▶ REQUIRED WORK
For each line of the listing below that contains the string "pattern", copy the line.

▶ EXERCISE MATERIAL
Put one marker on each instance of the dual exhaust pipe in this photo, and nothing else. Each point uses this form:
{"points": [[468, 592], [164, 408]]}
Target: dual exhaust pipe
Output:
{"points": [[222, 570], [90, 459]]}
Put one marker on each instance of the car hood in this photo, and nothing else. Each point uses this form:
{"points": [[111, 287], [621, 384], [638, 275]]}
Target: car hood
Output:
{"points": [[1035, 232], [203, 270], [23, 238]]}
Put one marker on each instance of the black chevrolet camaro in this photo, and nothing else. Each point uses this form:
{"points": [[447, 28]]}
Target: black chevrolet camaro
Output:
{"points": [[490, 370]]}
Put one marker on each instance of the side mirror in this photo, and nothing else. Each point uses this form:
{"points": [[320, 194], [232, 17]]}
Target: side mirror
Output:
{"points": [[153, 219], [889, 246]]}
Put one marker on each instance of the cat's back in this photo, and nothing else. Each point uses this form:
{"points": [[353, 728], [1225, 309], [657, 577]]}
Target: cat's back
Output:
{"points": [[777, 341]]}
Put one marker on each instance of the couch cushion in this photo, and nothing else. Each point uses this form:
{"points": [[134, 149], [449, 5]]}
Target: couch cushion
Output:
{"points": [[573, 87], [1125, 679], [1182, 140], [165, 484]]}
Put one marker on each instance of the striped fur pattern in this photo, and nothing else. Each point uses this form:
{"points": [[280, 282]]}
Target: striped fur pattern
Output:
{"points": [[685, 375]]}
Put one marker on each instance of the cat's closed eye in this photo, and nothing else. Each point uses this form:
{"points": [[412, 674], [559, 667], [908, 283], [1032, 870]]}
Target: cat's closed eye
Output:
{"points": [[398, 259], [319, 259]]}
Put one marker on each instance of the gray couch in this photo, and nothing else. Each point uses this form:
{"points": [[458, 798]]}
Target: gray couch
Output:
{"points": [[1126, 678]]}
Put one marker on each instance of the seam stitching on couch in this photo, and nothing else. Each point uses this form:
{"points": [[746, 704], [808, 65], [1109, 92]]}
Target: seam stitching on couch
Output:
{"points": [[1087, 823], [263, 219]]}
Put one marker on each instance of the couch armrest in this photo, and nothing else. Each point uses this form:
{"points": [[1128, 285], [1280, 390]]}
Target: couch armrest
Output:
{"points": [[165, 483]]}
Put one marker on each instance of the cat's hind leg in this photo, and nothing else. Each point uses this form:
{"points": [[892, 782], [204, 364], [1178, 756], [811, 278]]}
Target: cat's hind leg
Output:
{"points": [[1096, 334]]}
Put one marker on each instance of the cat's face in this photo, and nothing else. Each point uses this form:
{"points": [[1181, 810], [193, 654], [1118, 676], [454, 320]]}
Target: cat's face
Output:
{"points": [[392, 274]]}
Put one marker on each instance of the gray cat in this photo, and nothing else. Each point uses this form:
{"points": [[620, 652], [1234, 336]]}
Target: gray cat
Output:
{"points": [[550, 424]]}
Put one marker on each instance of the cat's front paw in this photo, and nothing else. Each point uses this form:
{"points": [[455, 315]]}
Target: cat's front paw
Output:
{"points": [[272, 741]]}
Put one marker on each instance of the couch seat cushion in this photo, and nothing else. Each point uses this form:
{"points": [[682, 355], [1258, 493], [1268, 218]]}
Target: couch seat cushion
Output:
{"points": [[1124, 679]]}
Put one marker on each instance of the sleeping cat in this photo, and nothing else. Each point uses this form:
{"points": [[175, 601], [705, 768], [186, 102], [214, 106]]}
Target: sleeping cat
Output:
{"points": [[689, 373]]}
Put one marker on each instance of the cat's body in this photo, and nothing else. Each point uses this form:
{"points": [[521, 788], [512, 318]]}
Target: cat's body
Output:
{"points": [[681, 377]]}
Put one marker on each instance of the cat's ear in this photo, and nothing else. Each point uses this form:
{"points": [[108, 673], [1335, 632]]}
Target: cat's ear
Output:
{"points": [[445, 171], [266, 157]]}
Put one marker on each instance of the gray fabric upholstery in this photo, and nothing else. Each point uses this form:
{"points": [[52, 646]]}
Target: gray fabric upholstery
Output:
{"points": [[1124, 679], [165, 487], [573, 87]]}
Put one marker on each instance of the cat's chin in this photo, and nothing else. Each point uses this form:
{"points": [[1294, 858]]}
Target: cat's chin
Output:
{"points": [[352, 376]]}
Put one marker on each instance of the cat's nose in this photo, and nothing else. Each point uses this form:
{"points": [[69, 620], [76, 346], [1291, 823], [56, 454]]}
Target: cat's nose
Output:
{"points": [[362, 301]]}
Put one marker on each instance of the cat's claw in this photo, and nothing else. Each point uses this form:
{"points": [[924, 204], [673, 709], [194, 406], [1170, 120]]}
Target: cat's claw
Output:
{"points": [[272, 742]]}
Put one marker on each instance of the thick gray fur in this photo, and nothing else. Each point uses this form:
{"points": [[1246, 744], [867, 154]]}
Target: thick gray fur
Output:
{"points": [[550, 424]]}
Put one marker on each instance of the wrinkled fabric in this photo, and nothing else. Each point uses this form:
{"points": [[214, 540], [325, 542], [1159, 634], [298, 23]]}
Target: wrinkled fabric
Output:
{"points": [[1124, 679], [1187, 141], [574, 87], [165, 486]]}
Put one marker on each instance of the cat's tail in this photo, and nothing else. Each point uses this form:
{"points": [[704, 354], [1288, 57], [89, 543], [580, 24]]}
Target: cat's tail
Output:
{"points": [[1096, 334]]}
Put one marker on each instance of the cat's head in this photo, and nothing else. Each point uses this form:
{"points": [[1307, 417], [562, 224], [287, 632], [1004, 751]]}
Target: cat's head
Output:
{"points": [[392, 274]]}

▶ RESPONSE BOX
Put one marker on each instance of the striped fur pattern in this photo, and nothing else. Each point uses this form:
Target: striped fur pattern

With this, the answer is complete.